**Task description**.
Retype exactly, and only, the lines from the one that contains "Every instance of the palm tree takes" through the final line of the entries.

**Dataset**.
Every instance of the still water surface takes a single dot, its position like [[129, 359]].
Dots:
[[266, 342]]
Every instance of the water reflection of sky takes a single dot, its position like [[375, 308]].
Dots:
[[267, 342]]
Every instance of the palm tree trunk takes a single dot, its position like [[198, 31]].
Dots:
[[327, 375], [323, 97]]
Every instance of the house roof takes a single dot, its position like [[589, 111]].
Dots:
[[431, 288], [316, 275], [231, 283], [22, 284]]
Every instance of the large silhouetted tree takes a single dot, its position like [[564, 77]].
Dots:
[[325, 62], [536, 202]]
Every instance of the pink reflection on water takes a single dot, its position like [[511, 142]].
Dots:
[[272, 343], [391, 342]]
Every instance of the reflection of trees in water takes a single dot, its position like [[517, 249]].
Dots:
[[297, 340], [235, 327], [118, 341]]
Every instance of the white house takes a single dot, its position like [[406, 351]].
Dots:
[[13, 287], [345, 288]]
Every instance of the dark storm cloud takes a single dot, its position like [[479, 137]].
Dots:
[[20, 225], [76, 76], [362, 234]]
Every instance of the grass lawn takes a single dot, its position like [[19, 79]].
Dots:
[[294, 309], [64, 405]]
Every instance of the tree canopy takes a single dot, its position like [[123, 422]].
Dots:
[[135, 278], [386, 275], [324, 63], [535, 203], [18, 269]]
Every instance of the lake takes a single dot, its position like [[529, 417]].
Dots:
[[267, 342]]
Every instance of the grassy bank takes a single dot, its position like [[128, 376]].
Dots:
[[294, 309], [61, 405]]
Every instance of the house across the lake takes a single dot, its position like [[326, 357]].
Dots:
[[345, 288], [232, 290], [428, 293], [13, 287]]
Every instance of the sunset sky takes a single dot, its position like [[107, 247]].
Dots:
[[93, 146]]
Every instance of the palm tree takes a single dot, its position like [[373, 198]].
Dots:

**Problem solution**.
Every instance of the palm tree takes a single dot, its position like [[373, 198]].
Dots:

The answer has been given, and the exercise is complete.